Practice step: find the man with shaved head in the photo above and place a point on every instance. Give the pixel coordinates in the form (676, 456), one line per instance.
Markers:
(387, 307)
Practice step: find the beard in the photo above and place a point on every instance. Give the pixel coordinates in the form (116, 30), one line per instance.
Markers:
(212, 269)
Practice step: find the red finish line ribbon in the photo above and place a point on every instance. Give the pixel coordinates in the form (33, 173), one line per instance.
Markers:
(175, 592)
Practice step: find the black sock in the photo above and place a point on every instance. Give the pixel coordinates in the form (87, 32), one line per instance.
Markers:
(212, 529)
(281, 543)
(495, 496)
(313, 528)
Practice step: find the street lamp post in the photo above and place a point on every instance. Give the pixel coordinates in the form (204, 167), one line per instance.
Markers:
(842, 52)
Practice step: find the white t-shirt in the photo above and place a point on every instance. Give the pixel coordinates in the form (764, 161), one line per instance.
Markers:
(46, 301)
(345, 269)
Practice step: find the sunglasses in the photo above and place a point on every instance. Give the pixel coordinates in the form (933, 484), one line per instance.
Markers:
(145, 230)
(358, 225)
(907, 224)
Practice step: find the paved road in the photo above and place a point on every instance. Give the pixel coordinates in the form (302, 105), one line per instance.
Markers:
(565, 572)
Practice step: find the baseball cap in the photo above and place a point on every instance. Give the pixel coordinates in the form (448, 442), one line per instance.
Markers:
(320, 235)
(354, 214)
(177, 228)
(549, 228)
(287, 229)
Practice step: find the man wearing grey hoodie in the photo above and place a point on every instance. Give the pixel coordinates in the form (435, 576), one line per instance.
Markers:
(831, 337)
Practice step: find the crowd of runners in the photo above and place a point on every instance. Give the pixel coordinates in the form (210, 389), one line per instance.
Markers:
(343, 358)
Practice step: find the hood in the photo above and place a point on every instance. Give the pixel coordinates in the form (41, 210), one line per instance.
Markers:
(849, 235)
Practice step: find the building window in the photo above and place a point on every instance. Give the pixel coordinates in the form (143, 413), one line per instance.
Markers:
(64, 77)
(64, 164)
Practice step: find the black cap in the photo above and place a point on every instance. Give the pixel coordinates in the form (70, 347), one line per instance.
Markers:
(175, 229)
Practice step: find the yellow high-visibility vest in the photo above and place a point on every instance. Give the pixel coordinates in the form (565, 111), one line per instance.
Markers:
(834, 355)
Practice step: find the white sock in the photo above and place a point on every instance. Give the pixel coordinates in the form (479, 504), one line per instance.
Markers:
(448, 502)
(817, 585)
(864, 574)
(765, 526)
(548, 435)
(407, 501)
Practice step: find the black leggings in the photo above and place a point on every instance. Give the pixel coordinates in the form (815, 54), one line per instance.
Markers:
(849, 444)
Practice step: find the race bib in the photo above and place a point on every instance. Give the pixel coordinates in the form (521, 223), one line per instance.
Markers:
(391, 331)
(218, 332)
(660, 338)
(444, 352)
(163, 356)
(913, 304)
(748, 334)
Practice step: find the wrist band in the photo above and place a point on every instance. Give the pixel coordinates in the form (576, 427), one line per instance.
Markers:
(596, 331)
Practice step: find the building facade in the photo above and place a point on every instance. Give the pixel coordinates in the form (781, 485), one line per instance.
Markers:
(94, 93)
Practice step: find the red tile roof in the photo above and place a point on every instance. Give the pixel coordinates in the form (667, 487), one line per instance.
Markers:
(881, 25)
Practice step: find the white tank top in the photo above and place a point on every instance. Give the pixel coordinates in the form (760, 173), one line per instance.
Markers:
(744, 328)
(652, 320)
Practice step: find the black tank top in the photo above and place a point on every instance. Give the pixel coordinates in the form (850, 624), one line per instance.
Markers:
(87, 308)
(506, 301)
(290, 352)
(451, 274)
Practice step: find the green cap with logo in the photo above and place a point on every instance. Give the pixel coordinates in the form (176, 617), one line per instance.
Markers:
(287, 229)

=======

> _EXERCISE REQUIREMENTS_
Make an exact copy of the listing, including every line.

> _TASK SOLUTION_
Practice step: find the man with shaved head in the photo above and place a point on every instance. Give the pixel coordinates in the form (676, 456), one line per instance.
Markers:
(387, 307)
Practice step: find the beard in the photo above and place a point on every instance. Give the pixel coordinates in the form (116, 30), one line per instance.
Markers:
(212, 269)
Practice step: find the red finish line ribbon in the photo above and place a point on every instance. Give the pixel coordinates in the form (33, 173), one line per instance.
Markers:
(175, 592)
Practice step: find the black sock in the photo above and place a point on every instance. Give the pixel coordinates in the form (87, 32), one line per instance.
Markers:
(212, 529)
(281, 543)
(495, 496)
(313, 528)
Practice step: find the street lamp post in the photo above and place a point on every instance. Give the pixel coordinates in the form (204, 167), one line per instance.
Markers:
(842, 52)
Practice step: find the white t-shirt in the photo above and place a point on every instance. Give the pixel coordinates in the form (764, 161), one line per instance.
Markers:
(46, 301)
(345, 269)
Practice step: find the sunglasses in the photo above and place a point on every instance. Give the pixel coordinates in the form (933, 484), one line per instance.
Markers:
(145, 230)
(358, 225)
(907, 224)
Practice step: find the paved road in the photo above and place a point on every instance. Give the pixel coordinates in the form (302, 105), one line per instance.
Markers:
(565, 572)
Practice step: find the baseball cap in the photo above and place a point on every instance. Give the pixel coordinates in the form (448, 442), one line per instance.
Markers:
(320, 235)
(354, 214)
(177, 228)
(549, 228)
(287, 229)
Practice step: find the man wearing grey hoodie in the photo above and place a point on every instance. Give the pixel coordinates in the form (435, 576), one line per instance.
Markers:
(831, 337)
Practice step: find the crowd of runners in the photo above and place a point on every instance. Give the pixel coordinates in the form (210, 389), one line per instance.
Markers:
(343, 358)
Practice step: find the hood in the photo above and place a point on every instance. Give the pixel coordinates in the form (41, 210), one line per instance.
Markers:
(849, 235)
Practice step: find the building window in the photo above and place a point on every instance. Give the pixel coordinates in the form (143, 413), one line per instance.
Markers:
(64, 77)
(64, 164)
Practice step: find the black cap in the photo above and place a point on every instance. Give the pixel coordinates in the form (70, 347), one line per instance.
Markers:
(175, 229)
Practice step: find the yellow high-visibility vest in the photo above and place a point on every instance. Give the pixel coordinates in the form (565, 111), one line per instance.
Markers:
(834, 355)
Practice step: find the white sock in the photo above and place a point on every instance. Give the pixel coordinates in the form (479, 504), one line per instance.
Markers:
(448, 502)
(817, 585)
(864, 574)
(765, 526)
(548, 435)
(407, 501)
Practice step: find the black leggings in the photo above and place a point on every instance. Give the pixel coordinates in the form (815, 54), one line per instance.
Markers:
(849, 444)
Practice step: find the race bib in the photo above and place a point on every instance. Give the pixel coordinates in the form (521, 223), one line per instance.
Markers:
(391, 331)
(218, 332)
(660, 338)
(444, 352)
(163, 356)
(913, 304)
(748, 334)
Practice step: find the wrist band in the photo above and place a point on every instance. Give the pixel coordinates in the form (576, 427), one line per instance.
Markers:
(596, 331)
Practice step: find the building facade in the photo above and place a point on every instance. Give the pixel coordinates in the form (781, 485), one line per instance.
Markers:
(94, 93)
Practice step: find the red tile roof in the photo above and place a point on every instance. Give the pixel coordinates in the form (667, 487), one line per instance.
Markers:
(881, 25)
Practice step: find the white tank top in the photo above and place a point on every instance. Give the pixel coordinates in the form (760, 173), one line per instance.
Markers:
(744, 328)
(652, 320)
Practice step: find the black tank top in the photo above and place a point on every instance. Give the pixel coordinates in the form (850, 624), one line per instance.
Markers:
(87, 308)
(506, 301)
(290, 352)
(451, 274)
Practice step: find the green cap with logo in the photo above and place a point on every instance. Give the pixel coordinates in the form (176, 617), one line per instance.
Markers:
(287, 229)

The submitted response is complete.